The data
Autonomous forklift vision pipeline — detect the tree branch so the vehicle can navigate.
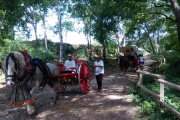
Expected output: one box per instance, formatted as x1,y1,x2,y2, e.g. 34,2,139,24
146,12,176,21
82,0,98,17
144,23,155,54
141,45,152,53
153,3,171,8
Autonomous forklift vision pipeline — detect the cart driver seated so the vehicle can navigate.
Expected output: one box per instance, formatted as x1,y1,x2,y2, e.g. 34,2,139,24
61,54,76,73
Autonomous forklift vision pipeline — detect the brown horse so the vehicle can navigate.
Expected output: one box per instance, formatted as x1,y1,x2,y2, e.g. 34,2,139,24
117,56,130,74
0,51,60,115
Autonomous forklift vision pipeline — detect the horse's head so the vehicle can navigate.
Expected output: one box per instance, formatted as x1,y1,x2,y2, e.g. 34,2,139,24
0,52,26,88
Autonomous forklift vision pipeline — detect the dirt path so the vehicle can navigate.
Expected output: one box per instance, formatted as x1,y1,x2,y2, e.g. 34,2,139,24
0,67,139,120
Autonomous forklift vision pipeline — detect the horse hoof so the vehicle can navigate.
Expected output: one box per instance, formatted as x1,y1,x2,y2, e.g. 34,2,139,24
28,110,36,116
27,105,36,115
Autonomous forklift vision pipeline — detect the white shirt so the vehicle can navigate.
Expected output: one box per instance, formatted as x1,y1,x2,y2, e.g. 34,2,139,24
94,60,104,75
131,51,135,56
64,60,76,71
139,56,144,62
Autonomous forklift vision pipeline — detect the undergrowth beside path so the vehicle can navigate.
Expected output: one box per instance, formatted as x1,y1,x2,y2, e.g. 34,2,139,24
129,52,180,120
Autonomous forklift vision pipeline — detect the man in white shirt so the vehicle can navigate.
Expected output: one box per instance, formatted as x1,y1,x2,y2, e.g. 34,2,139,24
92,55,104,92
62,54,76,73
130,48,135,62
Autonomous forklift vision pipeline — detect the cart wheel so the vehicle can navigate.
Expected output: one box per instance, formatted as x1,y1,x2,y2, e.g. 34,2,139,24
78,62,92,94
58,86,66,94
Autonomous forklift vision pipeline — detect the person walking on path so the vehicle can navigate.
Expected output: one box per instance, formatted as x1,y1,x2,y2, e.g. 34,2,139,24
92,55,104,92
139,54,145,65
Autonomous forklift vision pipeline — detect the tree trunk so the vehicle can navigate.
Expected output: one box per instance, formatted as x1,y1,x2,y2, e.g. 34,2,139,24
89,19,92,61
169,0,180,50
102,42,109,65
83,20,91,61
122,23,126,47
145,23,155,54
40,11,48,55
35,21,38,45
32,20,38,46
115,16,121,54
86,28,89,55
155,0,160,54
31,6,38,46
141,45,152,53
65,31,67,51
57,1,63,62
156,30,160,54
115,32,120,54
177,19,180,50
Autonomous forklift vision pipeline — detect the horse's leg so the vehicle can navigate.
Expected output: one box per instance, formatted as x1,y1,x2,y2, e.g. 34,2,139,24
120,67,123,76
23,88,36,115
121,67,125,75
25,77,40,115
27,102,35,115
50,82,58,106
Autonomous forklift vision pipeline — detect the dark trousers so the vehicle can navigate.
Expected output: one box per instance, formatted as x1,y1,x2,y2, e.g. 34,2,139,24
130,56,134,62
61,70,73,74
96,74,104,90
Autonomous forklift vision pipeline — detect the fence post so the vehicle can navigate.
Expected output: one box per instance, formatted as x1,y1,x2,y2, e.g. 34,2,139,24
138,72,143,85
154,62,156,72
164,57,166,64
150,64,153,72
159,75,164,101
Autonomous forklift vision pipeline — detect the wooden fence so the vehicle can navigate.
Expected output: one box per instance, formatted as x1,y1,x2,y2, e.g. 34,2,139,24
140,54,166,72
137,57,180,118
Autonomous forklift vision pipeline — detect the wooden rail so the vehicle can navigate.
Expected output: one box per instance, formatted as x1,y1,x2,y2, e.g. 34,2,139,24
150,55,166,72
139,54,166,72
150,54,166,64
136,70,180,119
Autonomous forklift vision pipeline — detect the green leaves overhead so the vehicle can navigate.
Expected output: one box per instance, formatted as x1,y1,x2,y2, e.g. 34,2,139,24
0,0,180,56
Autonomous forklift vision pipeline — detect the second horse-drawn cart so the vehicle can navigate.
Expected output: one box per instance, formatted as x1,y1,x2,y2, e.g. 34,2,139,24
50,60,92,94
119,45,142,70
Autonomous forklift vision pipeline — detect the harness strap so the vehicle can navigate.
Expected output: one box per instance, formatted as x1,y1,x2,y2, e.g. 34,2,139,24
19,50,33,81
5,53,19,79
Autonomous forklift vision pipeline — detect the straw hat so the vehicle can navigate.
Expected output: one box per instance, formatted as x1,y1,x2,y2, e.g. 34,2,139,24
94,55,101,58
119,52,124,56
68,54,72,57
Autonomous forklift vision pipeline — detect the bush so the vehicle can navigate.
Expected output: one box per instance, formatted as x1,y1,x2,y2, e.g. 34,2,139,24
163,50,180,64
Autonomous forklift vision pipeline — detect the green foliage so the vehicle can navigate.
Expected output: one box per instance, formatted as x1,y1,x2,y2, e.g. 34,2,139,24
163,51,180,64
125,0,179,53
74,46,88,59
0,39,58,62
0,39,34,56
129,56,180,119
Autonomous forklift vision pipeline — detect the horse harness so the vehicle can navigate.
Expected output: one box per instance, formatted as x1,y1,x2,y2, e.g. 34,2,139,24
4,50,51,106
5,51,35,86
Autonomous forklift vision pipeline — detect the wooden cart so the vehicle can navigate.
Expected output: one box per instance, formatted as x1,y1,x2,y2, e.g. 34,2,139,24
119,46,140,70
50,60,92,94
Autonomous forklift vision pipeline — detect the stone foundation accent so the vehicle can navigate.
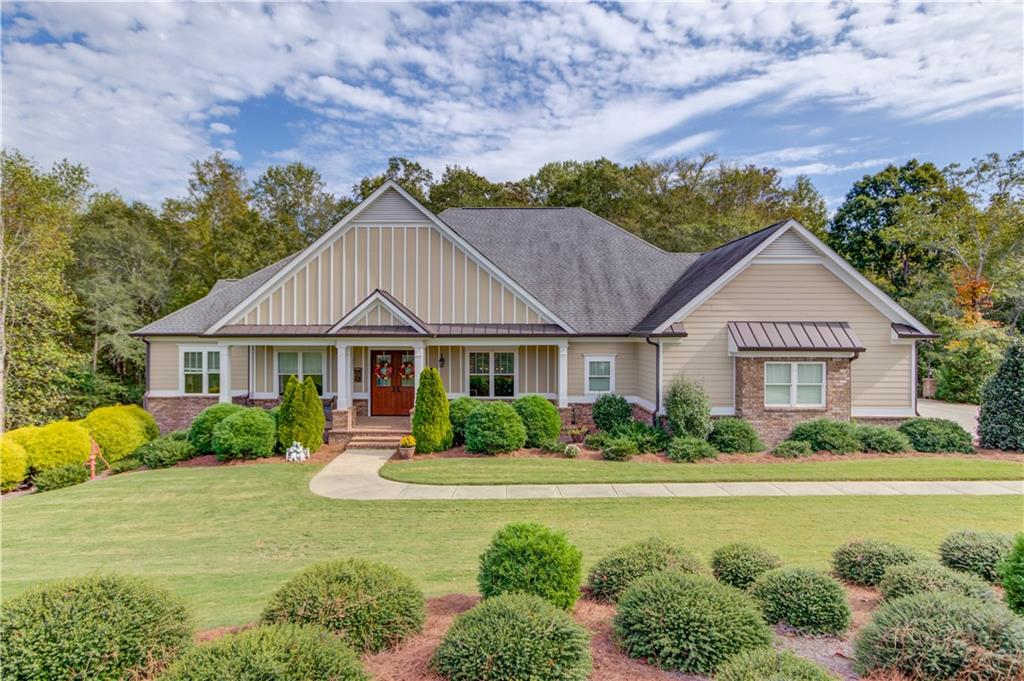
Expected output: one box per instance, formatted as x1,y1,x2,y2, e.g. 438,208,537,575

Assigned task
Give the data again exactly, image-free.

Task result
Autonomous forklift vision pipeline — detect the tree branch so the vehicle can navigate.
Expected output: one box per instance, formatted as x1,y1,x2,y2, e.g. 34,2,139,24
146,12,176,21
82,0,98,17
144,23,155,54
141,45,152,53
153,3,171,8
Autonomous forklift vision pipeline — detect the cart driver seated so the vehicle can navigate.
Expected output: one box per instance, formatted as x1,y1,x2,y2, e.g. 34,2,139,24
61,54,76,73
Autonomous forklift vision pipeline — detect the brown horse so the vehicle can navigate.
Expected output: one box per instance, formatted as x1,y1,x2,y2, e.g. 34,2,139,24
117,56,130,74
0,51,60,115
Autonomous forklift vision pipeline — detect the horse's head so the vehicle can navigate.
Expected output: one box per instance, formatted as x1,y1,x2,y2, e.g. 34,2,139,24
0,52,26,88
Autonomous forklift vision pipeline — detect the dirt path so the vehicle can navigate.
Expected output: one box per instance, formatted as x1,y1,x2,y2, e.g. 34,2,139,24
0,67,139,120
Autonomous forklift vision pipeline — detect the horse hoof so the vehicle can navigate.
Expected output: one box per instance, formatted as x1,y1,x2,y2, e.g. 34,2,139,24
28,110,36,116
27,105,36,115
Autonomous forklift vision pipeline — detect the white shirt so the vehicle can navigate.
Expected output: one box per instance, formatted as x1,y1,x2,y2, e.g. 34,2,139,24
94,60,104,75
131,51,135,56
64,60,76,71
139,56,144,62
Autonomous forklift vision pipeline — detect the undergrowth beside path so the vehicle can navigate.
Expected output: one box per instance, formatted as x1,y1,x2,y2, e.g. 34,2,139,24
129,52,180,120
Autonomous forklift vision pipeline — detect the man in white shirt so the vehicle can navigate.
Expected output: one box per instance, formatted as x1,y1,x2,y2, e.g. 34,2,139,24
92,55,104,92
62,54,76,73
130,48,135,62
Autonomous forklift vision pipeline — detect the cart wheel so the vehicle can navigate.
Expected output: one box per instance, formatted as x1,y1,x2,y2, e.g. 34,2,139,24
78,62,92,94
58,86,66,94
Autonomous forklift vision pipeline — detect the person walking on path so the vehicle can navigate.
Expected output: one box per instance, formatted as x1,y1,x2,y2, e.g. 34,2,139,24
92,55,104,92
139,54,145,65
Autonomous forklift vision pipeline — detect the tree trunk so the vehicle can navigate.
Expected output: one box per instance, formatted as x1,y1,x2,y2, e.g. 34,2,139,24
89,19,92,61
169,0,180,50
102,42,109,65
83,20,91,61
122,23,126,47
145,23,155,54
40,11,48,55
35,21,38,45
32,20,38,46
115,16,121,54
86,28,89,55
155,0,160,54
31,6,38,46
141,45,152,53
65,31,67,51
57,1,63,62
156,30,160,54
115,32,120,54
177,19,180,50
Autonomous forklift vision pipeline — detect the horse's leg so the vehicle can navigate.
Expected output: one box per instance, formatted as x1,y1,x2,y2, e.g. 34,2,139,24
120,67,123,76
23,88,36,115
121,67,125,75
25,77,40,115
27,102,35,115
50,82,58,106
Autonomous forklift vision pipeline — detect the dark trousers so the vehicle can navigate.
Expected output: one box per instance, formatted as x1,y1,x2,y2, e.g. 34,2,139,24
130,56,134,62
61,70,73,74
96,74,104,90
Autonomous forklift vision pipeline — detect the fence post so the vehicle can navigate.
Expected output: one box per instance, formatted as x1,y1,x2,y2, e.g. 34,2,139,24
138,72,143,85
154,62,156,72
164,57,166,64
150,64,153,72
159,75,164,101
Autonomous forklift vision pipeline — detect the wooden fence so the vehicle can navigate.
Expected output: one box per instance, formatted as x1,y1,x2,y2, e.g. 34,2,139,24
140,54,166,72
137,57,180,118
Autonomous forklift vision pipeline — detect the wooden rail so the vehicle can navigate.
Expected output: one box per instance, formatted as x1,y1,x2,y2, e.g. 34,2,139,24
150,55,166,72
139,54,166,72
150,54,166,64
136,70,180,119
Autonomous forklift vision pipeline — detect the green leaves overhead so the vehicle can navigate.
Expected output: one box per instance, formatted as x1,y1,x2,y2, e.g. 34,2,139,24
0,0,180,56
Autonomous forklift vision pipeline — detect the second horse-drawn cart so the vehicle can navigate.
Expected output: one box per instance, formatted as x1,y1,x2,y2, e.g. 34,2,139,24
50,60,92,94
119,45,142,70
Autonomous forklift vision pipeline — detect the harness strap so the vehicle can navigate.
Expected output: one box per instance, formatted as x1,y1,x2,y2, e.g. 34,2,139,24
19,50,33,81
5,53,19,79
Autonomous forklift vision pipeline — detect the straw hat so the vehicle can navigate.
Expected output: one box per instance, formatted as x1,y1,x2,y2, e.g. 34,2,139,24
94,55,101,58
119,52,124,56
68,54,72,57
Autonomous forklift vision pipeline — detect the bush so the vehicle can navigate.
Expected output: one box per instance, formatted as x1,y1,x2,y2, e.g. 34,2,139,24
163,50,180,64
Autonomous forklift vision pipeline — detect the green foliage so the vehicle can navigate.
Expected output: one box per instance, formatted as x1,y1,x2,y2, e.g. 34,2,139,24
163,51,180,64
125,0,179,53
74,46,88,59
0,39,58,62
0,39,34,56
129,56,180,119
Autonomous forklift vision pipeline — detect the horse harness so the vehicle can navigate.
Expected output: one box per instance, formatted as x1,y1,x2,y2, e.g. 34,2,139,24
4,50,51,106
5,51,35,86
Autonomous forklift vision pipeline — detect the wooden cart so the vehicle can navigate.
Expected output: one box per instance, formatted as x1,y1,x2,y2, e.g. 34,2,139,24
119,46,140,70
50,60,92,94
Autonomous forklift vision pipeline — detect the stone foundation accent so the vehicle can navigate.
Expected output: one box per instance, formatted as x1,y1,x2,y2, e.g. 438,208,537,575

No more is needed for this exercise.